→ **Dataset extract**:
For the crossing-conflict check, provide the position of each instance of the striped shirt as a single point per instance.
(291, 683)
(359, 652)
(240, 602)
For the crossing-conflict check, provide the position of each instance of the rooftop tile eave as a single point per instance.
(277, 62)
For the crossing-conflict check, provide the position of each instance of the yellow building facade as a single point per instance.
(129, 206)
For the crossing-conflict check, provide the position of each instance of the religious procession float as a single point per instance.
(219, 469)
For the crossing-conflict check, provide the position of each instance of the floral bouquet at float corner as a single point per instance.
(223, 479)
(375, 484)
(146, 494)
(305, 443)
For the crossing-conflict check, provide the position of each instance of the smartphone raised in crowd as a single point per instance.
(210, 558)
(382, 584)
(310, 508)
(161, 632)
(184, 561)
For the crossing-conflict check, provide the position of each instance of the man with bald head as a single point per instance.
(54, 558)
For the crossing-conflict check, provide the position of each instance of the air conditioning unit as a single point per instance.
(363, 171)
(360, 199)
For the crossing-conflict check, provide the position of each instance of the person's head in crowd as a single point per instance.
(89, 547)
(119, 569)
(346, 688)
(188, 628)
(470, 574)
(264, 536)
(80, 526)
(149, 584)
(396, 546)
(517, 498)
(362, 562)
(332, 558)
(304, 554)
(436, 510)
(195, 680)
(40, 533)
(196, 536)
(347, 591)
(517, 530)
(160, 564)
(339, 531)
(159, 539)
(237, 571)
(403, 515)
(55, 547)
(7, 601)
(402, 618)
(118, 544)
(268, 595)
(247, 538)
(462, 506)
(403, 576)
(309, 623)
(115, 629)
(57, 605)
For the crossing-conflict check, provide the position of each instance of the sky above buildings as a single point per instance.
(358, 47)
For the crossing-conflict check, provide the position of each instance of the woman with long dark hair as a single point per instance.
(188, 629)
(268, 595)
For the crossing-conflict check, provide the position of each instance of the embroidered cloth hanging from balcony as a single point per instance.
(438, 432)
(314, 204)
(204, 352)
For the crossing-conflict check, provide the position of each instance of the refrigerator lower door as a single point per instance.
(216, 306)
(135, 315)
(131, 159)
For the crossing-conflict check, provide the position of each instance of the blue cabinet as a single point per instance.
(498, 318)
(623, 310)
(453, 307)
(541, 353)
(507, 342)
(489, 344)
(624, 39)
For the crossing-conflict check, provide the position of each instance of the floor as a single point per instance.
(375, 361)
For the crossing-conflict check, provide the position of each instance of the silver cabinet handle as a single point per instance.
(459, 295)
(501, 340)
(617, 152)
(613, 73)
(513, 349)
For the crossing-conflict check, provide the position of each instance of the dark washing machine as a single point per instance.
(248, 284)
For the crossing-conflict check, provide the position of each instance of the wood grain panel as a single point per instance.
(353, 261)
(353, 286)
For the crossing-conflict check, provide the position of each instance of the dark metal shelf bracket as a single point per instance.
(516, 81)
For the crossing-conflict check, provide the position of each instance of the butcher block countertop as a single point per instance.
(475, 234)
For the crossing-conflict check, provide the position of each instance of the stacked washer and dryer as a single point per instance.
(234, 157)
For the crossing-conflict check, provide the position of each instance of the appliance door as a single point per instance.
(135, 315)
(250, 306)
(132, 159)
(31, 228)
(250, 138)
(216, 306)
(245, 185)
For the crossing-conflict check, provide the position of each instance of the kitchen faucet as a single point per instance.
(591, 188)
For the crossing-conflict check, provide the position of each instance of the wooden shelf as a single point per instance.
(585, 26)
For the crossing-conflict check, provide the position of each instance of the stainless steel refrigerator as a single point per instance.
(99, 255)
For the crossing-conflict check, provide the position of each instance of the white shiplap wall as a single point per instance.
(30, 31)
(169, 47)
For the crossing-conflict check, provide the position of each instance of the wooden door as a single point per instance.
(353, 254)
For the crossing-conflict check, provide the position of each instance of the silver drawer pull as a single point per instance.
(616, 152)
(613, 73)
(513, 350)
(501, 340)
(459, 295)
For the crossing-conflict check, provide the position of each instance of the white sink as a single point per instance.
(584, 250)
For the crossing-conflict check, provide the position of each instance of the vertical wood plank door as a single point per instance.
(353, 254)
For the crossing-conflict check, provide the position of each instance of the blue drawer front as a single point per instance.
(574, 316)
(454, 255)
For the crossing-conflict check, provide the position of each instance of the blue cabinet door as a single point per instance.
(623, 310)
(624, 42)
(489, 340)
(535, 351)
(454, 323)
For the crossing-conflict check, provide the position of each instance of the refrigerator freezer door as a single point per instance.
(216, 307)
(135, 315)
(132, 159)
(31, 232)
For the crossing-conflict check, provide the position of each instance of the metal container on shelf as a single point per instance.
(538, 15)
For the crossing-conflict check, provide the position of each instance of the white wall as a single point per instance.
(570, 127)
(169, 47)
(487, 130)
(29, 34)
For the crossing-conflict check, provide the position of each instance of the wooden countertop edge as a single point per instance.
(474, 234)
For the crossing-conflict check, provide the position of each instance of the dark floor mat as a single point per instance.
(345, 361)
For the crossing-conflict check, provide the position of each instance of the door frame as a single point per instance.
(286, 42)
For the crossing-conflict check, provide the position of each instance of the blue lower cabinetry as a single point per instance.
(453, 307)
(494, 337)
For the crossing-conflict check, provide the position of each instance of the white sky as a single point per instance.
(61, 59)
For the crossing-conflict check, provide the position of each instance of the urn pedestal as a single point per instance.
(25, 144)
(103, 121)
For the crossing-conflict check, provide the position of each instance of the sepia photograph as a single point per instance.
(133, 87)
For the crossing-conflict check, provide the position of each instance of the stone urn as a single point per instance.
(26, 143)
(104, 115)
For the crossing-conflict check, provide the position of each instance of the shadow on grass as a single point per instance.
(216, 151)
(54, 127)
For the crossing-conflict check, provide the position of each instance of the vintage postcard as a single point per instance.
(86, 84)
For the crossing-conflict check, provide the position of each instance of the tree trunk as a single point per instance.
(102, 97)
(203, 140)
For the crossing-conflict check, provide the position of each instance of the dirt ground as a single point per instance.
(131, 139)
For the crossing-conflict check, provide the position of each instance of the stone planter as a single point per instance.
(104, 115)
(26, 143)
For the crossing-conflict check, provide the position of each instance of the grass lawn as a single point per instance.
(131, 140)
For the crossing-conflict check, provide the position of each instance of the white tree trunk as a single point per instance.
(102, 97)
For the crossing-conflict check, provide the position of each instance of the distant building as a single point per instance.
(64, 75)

→ **Activity**: Copy all of the data. Keep every word exactly as it is.

→ **Solution to this exercise**:
For the crossing-conflict check, provide the position of each instance of the striped shirt as a single point per instance.
(291, 683)
(359, 652)
(240, 602)
For the crossing-conflict check, provide the position of each instance of the rooftop tile eave as a single point per instance.
(277, 62)
For the crossing-conflict check, provide the position of each instance of the yellow building facade as a single point per instance.
(129, 206)
For the crossing-conflict check, provide the position of each instance of the religious procession float as a single point per instance.
(219, 469)
For the crossing-conflict check, provide the position of each instance of the floral bouquet at float corner as a single point per instance.
(223, 479)
(375, 484)
(146, 494)
(305, 443)
For the crossing-conflict check, provide the position of each instance of the smartphone raised in crowd as a single point per instance.
(210, 558)
(382, 584)
(310, 508)
(161, 632)
(184, 561)
For the crossing-conflict check, provide the position of each instance of the man with bald head as a single point per instance.
(54, 558)
For the crossing-conflict check, provide the position of each instance of the air conditioning unit as a single point per instance.
(363, 171)
(360, 199)
For the crossing-conflict check, provide the position of each instance of the person's head in crowd as a single point per instance.
(89, 547)
(119, 569)
(346, 688)
(188, 628)
(470, 574)
(264, 536)
(80, 526)
(149, 584)
(396, 546)
(517, 498)
(362, 562)
(332, 558)
(304, 554)
(436, 510)
(195, 680)
(40, 533)
(196, 536)
(347, 591)
(517, 530)
(160, 564)
(339, 531)
(159, 539)
(237, 571)
(403, 515)
(55, 547)
(7, 601)
(402, 618)
(118, 544)
(268, 595)
(247, 538)
(462, 506)
(403, 576)
(309, 623)
(115, 629)
(57, 605)
For the crossing-conflict check, provide the position of each instance of the sky above buildings as a single point per instance.
(358, 47)
For the crossing-conflict check, provide the position of each instance of the woman with long dark hair as a single point per instance.
(188, 629)
(268, 595)
For the crossing-conflict check, provide the position of each instance of the embroidered cloth hanging from balcony as a single point per instance.
(438, 432)
(314, 204)
(204, 352)
For the crossing-conflict check, provide the position of each instance of the refrigerator lower door as a single point per instance.
(216, 306)
(135, 315)
(131, 159)
For the crossing-conflict check, provide the position of each instance of the blue cabinet as a single point per instance.
(498, 318)
(623, 310)
(453, 307)
(541, 353)
(507, 342)
(489, 344)
(624, 39)
For the crossing-conflict check, provide the position of each instance of the floor as a single point per instance.
(375, 361)
For the crossing-conflict check, provide the position of each instance of the silver cabinet handle as a single point per instance.
(459, 295)
(501, 340)
(617, 152)
(613, 73)
(513, 349)
For the crossing-conflict check, provide the position of each instance of the dark washing machine as a single point per instance.
(248, 284)
For the crossing-conflict check, provide the position of each instance of the wood grain panel as a single point per instance.
(353, 261)
(353, 286)
For the crossing-conflict check, provide the position of each instance of the dark metal shelf bracket as a single point per instance.
(516, 81)
For the crossing-conflict check, provide the position of each instance of the butcher block countertop as a single point per instance.
(475, 234)
For the crossing-conflict check, provide the position of each instance of the stacked washer and dryer as a single point per instance.
(234, 157)
For the crossing-conflict check, provide the position of each instance of the appliance door as a single point per instance.
(135, 315)
(250, 306)
(132, 159)
(31, 228)
(250, 138)
(216, 306)
(245, 185)
For the crossing-conflict check, provide the position of each instance of the kitchen faucet as a single point per instance.
(591, 188)
For the crossing-conflict check, provide the position of each instance of the wooden shelf as a single point per instance.
(585, 26)
For the crossing-conflict check, provide the position of each instance of the stainless steel refrigerator as a single point per instance.
(99, 255)
For the crossing-conflict check, provide the position of each instance of the white shiplap wall as a single point per instance.
(30, 31)
(169, 47)
For the crossing-conflict check, provide the position of each instance of the wooden door as a single point per instance.
(353, 254)
For the crossing-conflict check, provide the position of each instance of the silver drawer pull as a single point per instance.
(616, 152)
(613, 73)
(513, 350)
(501, 340)
(459, 295)
For the crossing-conflict check, provide the position of each instance of the white sink as a single point per instance.
(584, 250)
For the crossing-conflict check, provide the position of each instance of the vertical wood plank door as a single point per instance.
(353, 254)
For the crossing-conflict check, provide the position of each instance of the blue drawer front as a single point per instance.
(574, 316)
(454, 255)
For the crossing-conflict check, provide the position of each instance of the blue cabinet door as a single point per instance.
(623, 310)
(624, 42)
(489, 340)
(535, 351)
(454, 323)
For the crossing-conflict check, provide the position of each instance of the refrigerator freezer door as a single point per instance.
(216, 307)
(135, 315)
(132, 159)
(31, 232)
For the crossing-conflict check, provide the position of each instance of the metal container on shelf as a single point per instance.
(538, 15)
For the crossing-conflict check, provide the position of each instance of the white wall as a single point per instance.
(570, 127)
(169, 47)
(487, 130)
(29, 34)
For the crossing-conflict check, provide the position of each instance of the wooden countertop edge as a single point per instance.
(474, 234)
For the crossing-conflict check, provide the position of each instance of the dark floor mat as a single point per instance.
(345, 361)
For the crossing-conflict check, provide the position of each instance of the door frame as a single point per instance.
(286, 42)
For the crossing-conflict check, provide the position of each instance of the blue lower cabinetry as a single point per instance.
(453, 307)
(494, 337)
For the crossing-conflict check, provide the position of each instance of the white sky as a single point per instance.
(61, 59)
For the crossing-conflict check, provide the position of each instance of the urn pedestal as a single point per instance.
(25, 144)
(103, 121)
For the crossing-conflict check, provide the position of each instance of the sepia photograph as a single point per instance.
(133, 87)
For the crossing-conflict check, provide the position of each instance of the stone urn as a single point per instance.
(26, 143)
(104, 115)
For the crossing-conflict check, provide the position of each instance of the shadow on grass as a single point per instance.
(216, 151)
(54, 127)
For the crossing-conflict check, provide the position of each instance of the vintage postcard as a single point per instance.
(86, 84)
For the crossing-conflict check, provide the position of each instance of the tree trunk as a single point per instance.
(102, 97)
(203, 140)
For the crossing-conflict check, provide the position of each instance of the dirt ground as a single point per instance.
(131, 139)
For the crossing-conflict check, provide the position of each instance of the stone planter as a single point per instance.
(104, 115)
(26, 143)
For the crossing-conflict check, provide the position of each instance of the grass lawn as a single point per instance.
(131, 140)
For the crossing-conflict check, provide the position of each instance of the white tree trunk as a single point per instance.
(102, 97)
For the crossing-conflict check, provide the position of each instance of the distant building as a single point per instance.
(64, 75)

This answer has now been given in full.